■ What this task involves
Take the line containing "car roof, place" and every line after it in the data below, and print them exactly as given, with nothing else.

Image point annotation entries
-- begin --
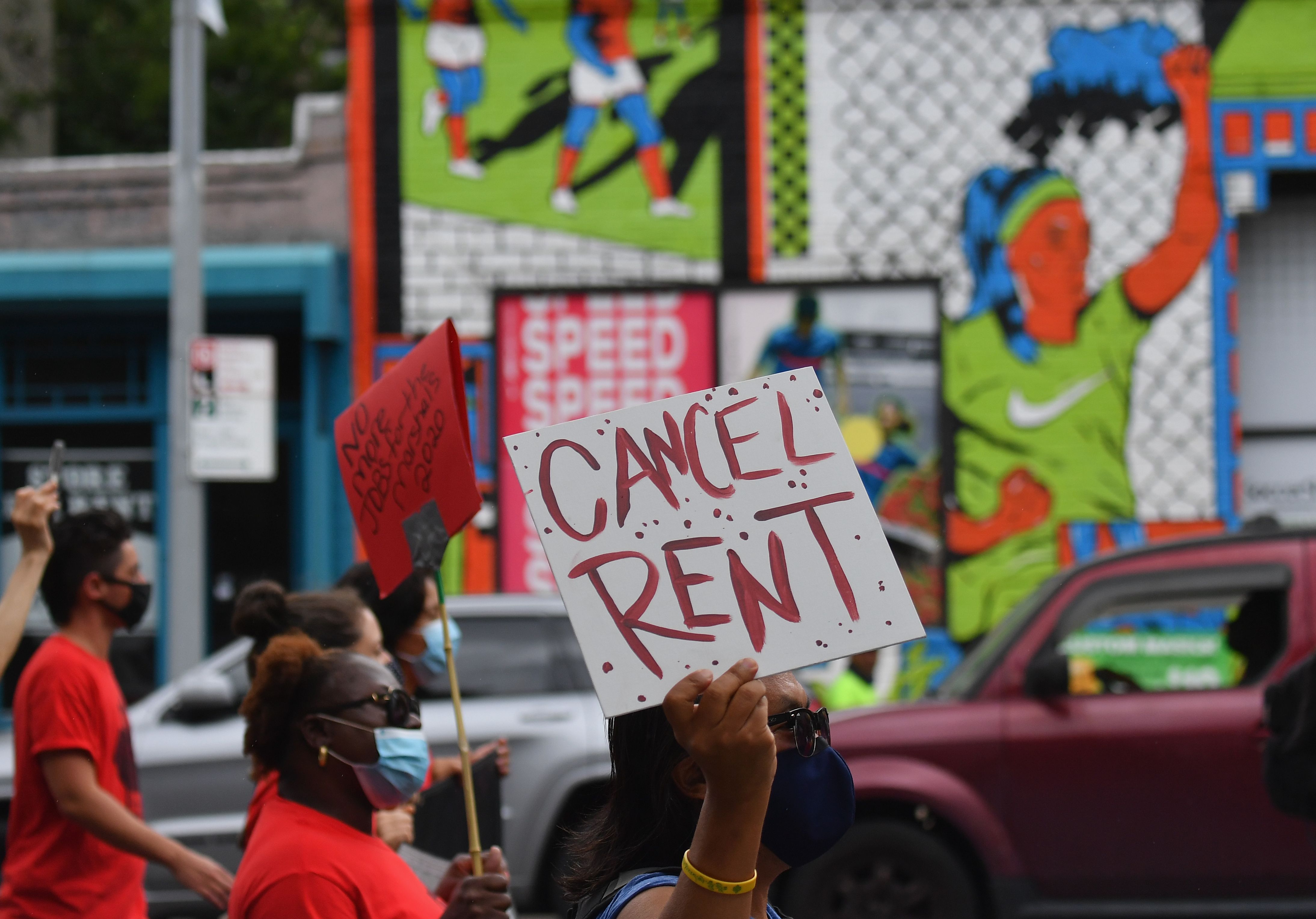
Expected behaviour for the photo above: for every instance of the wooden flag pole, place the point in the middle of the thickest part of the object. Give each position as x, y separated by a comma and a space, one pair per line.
464, 749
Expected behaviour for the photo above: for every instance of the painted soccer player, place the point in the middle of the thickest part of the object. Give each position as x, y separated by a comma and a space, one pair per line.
455, 45
677, 11
606, 72
1039, 371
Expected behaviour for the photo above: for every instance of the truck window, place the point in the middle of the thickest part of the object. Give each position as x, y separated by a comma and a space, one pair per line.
506, 657
1215, 641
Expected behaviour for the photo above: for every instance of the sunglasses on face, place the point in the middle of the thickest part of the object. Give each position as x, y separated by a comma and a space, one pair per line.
399, 707
812, 730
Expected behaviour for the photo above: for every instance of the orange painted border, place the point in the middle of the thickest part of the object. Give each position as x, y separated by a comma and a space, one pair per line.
755, 139
361, 182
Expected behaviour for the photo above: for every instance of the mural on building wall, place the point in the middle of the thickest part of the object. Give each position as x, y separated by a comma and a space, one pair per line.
594, 118
1038, 371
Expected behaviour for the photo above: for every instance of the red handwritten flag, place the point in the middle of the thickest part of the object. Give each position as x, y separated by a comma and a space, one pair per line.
404, 453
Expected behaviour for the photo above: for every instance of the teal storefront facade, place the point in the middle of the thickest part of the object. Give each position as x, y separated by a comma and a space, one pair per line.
83, 350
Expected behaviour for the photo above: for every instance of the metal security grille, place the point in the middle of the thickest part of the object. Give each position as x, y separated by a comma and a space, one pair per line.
910, 99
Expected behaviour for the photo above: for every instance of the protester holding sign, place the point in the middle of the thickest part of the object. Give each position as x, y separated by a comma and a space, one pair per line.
683, 533
77, 843
345, 741
31, 518
713, 797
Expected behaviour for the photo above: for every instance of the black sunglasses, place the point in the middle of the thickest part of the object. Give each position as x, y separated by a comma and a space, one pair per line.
812, 730
398, 707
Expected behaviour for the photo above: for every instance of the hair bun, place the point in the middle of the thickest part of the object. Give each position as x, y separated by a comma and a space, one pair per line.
261, 612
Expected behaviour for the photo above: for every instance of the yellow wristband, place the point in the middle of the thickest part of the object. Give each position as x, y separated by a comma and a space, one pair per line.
714, 884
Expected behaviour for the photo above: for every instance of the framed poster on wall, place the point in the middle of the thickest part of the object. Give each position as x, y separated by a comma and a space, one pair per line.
573, 356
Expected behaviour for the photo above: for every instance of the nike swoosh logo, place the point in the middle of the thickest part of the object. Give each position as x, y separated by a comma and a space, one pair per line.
1026, 415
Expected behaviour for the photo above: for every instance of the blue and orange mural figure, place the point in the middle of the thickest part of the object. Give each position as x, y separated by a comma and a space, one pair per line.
455, 45
1038, 373
605, 72
803, 344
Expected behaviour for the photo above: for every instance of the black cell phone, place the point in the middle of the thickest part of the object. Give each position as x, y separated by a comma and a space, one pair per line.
57, 460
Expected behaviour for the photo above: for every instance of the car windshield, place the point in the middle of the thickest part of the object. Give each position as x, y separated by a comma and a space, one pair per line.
969, 678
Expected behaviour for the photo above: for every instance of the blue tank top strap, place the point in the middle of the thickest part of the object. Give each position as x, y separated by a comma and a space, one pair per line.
633, 888
643, 883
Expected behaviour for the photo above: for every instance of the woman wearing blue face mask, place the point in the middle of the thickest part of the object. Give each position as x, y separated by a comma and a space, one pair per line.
713, 797
414, 636
347, 742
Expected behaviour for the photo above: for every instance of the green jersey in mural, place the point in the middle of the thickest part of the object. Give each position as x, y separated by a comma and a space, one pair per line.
1063, 419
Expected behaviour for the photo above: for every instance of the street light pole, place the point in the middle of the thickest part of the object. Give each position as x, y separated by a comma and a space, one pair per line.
182, 626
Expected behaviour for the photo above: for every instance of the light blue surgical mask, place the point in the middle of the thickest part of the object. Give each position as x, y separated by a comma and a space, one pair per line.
431, 666
400, 770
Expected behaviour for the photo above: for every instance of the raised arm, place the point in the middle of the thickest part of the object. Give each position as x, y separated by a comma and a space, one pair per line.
1168, 269
414, 8
582, 43
32, 511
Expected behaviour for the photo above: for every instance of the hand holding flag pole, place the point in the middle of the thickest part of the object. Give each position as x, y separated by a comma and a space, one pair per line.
404, 453
464, 747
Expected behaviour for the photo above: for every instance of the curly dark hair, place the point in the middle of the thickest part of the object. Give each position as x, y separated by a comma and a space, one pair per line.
645, 822
399, 611
290, 679
85, 543
265, 611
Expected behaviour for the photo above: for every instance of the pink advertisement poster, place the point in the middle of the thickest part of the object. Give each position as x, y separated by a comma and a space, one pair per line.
572, 356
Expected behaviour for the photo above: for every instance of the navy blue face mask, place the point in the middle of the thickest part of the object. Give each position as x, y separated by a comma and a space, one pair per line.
811, 806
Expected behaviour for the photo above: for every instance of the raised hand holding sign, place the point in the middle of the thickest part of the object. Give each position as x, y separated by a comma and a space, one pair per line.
404, 453
673, 525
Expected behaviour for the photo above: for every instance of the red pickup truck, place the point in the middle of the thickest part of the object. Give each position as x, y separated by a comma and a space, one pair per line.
1097, 754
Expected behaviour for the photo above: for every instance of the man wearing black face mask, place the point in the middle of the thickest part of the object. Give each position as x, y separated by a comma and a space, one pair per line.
78, 846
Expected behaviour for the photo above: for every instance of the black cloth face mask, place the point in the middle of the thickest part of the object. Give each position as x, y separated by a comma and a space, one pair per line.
135, 609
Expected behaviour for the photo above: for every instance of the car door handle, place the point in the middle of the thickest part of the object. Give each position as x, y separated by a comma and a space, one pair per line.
544, 717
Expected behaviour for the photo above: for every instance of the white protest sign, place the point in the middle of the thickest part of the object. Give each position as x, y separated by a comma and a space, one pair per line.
725, 524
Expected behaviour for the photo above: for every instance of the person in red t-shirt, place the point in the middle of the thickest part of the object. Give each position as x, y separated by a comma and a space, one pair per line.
345, 741
78, 846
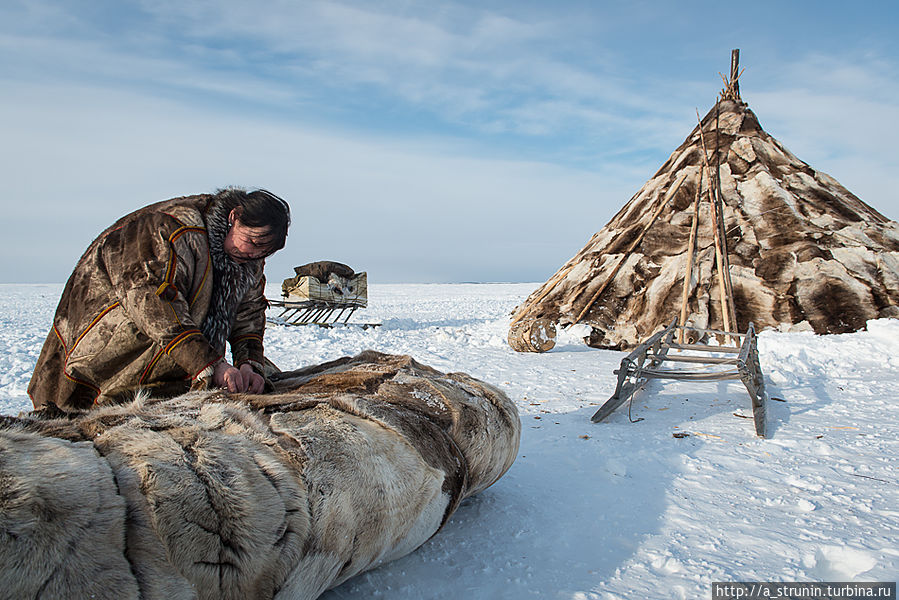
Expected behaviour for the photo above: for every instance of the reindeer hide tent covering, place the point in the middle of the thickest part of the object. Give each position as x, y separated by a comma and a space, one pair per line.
348, 465
805, 253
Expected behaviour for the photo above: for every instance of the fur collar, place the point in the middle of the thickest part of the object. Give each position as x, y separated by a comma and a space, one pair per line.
231, 280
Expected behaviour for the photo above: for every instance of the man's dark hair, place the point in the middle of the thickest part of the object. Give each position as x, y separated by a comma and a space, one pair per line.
260, 208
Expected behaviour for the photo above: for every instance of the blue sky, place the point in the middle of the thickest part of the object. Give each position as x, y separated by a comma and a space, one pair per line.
419, 141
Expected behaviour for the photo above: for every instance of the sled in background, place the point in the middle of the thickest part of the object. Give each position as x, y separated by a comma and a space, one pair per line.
323, 293
740, 361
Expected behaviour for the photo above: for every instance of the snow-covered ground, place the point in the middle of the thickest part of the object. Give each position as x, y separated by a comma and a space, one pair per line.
616, 509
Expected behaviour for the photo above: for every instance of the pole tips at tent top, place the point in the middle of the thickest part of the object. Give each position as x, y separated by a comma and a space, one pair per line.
731, 89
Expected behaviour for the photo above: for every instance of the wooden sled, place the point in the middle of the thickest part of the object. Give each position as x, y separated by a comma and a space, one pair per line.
738, 361
311, 302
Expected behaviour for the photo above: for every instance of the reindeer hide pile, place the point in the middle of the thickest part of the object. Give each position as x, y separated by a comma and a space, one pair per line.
347, 465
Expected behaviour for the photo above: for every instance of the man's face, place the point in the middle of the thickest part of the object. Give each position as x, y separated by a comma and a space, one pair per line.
243, 243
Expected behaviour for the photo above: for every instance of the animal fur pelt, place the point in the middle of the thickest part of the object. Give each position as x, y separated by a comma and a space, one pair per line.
348, 465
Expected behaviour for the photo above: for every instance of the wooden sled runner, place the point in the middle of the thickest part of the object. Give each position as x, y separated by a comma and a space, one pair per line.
738, 361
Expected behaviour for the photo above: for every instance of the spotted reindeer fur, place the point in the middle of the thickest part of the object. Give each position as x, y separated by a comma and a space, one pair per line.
347, 465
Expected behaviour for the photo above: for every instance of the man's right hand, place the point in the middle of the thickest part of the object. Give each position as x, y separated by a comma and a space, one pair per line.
229, 378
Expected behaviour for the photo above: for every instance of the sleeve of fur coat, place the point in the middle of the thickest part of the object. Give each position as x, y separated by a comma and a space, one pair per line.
249, 326
150, 263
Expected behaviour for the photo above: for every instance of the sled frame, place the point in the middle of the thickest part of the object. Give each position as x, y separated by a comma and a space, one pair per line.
737, 361
317, 312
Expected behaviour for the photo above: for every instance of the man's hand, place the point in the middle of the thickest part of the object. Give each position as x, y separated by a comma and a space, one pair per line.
233, 379
255, 382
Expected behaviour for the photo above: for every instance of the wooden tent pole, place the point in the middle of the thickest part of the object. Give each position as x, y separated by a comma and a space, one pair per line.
688, 277
719, 207
668, 195
725, 314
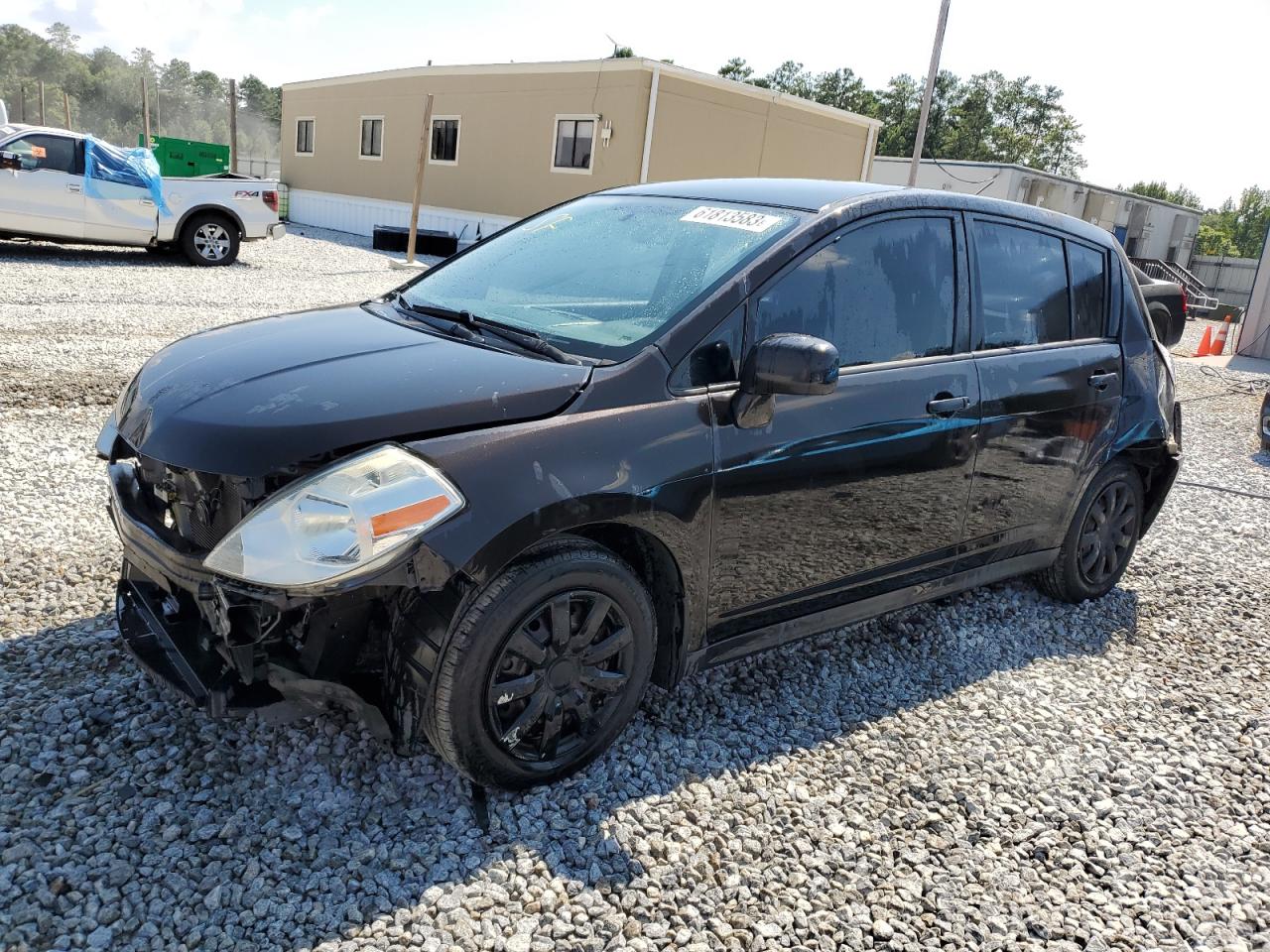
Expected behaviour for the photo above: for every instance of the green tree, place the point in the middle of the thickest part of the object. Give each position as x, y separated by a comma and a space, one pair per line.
62, 39
735, 68
1160, 189
104, 89
790, 77
984, 118
1211, 240
843, 89
261, 99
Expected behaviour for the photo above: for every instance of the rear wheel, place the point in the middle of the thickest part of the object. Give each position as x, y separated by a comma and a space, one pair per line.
1101, 538
544, 669
209, 239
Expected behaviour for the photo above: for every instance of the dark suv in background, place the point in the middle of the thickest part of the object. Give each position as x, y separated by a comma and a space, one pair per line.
635, 435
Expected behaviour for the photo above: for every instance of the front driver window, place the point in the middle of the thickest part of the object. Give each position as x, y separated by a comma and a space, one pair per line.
879, 293
53, 153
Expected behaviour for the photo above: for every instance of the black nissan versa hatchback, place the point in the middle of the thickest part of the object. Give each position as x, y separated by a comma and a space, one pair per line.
639, 434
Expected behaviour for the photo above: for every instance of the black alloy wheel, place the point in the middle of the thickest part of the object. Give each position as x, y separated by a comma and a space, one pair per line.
1109, 534
1101, 537
556, 678
539, 673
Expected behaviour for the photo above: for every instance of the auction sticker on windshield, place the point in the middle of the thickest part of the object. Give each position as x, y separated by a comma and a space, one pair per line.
731, 218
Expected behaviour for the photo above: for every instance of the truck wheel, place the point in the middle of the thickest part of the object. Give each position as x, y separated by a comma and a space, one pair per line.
209, 239
1101, 538
543, 670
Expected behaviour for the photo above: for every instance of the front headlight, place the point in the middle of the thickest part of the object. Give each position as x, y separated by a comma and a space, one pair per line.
345, 520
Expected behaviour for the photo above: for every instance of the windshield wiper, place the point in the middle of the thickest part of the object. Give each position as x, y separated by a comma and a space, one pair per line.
456, 327
526, 339
465, 324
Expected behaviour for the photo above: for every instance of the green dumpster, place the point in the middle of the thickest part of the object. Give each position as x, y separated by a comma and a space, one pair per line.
182, 158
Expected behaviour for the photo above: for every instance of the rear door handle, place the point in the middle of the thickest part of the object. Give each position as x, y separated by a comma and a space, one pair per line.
947, 407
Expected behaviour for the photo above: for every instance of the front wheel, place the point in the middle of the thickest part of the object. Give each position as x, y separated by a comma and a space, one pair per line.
1101, 538
543, 671
209, 239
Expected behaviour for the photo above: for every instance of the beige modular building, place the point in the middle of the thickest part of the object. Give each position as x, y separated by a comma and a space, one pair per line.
1147, 227
509, 140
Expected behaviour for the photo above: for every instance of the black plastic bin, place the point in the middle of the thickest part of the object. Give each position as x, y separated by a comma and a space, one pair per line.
390, 238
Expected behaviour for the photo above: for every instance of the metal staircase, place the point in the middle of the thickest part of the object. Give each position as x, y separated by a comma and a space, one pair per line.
1197, 293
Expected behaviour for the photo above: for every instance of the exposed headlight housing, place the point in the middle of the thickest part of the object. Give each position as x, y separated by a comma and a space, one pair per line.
350, 518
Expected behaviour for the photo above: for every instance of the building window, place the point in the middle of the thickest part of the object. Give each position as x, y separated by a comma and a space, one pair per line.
572, 141
444, 140
372, 137
304, 136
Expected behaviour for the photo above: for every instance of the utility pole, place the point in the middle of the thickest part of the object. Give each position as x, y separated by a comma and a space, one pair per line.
232, 126
145, 112
425, 139
930, 91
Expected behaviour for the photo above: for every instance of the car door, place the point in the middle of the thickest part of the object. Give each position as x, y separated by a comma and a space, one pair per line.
118, 213
46, 194
1049, 380
862, 490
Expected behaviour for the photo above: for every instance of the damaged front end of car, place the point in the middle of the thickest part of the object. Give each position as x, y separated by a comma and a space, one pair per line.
273, 594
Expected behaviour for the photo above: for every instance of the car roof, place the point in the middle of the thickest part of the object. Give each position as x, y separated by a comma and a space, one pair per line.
801, 194
16, 127
825, 197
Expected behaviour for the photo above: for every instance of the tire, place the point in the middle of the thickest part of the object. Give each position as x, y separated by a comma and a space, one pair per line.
521, 698
209, 239
1096, 548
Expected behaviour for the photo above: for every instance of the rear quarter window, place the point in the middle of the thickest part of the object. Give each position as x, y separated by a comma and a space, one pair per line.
-- end --
■ Correct response
Expected behaviour for the photo above: for every instance of the car roof, place the point in the middle of the thickest part of the object. Give each position as x, y separated by a comma and a space, one pair per line.
801, 194
16, 127
825, 197
Expected behaviour for the photo above: for every instance of the tire, place the point in the middle of the thickest part of the object. Give each position as x, y separated by a comma and a space, one pair per line.
521, 698
209, 239
1096, 548
Expected behaviour for the photo above: for every instance of the rear quarter window, place the point in the middle of the thickest part of the object. Give each position as x, y separated by a comma and a space, one pair per line.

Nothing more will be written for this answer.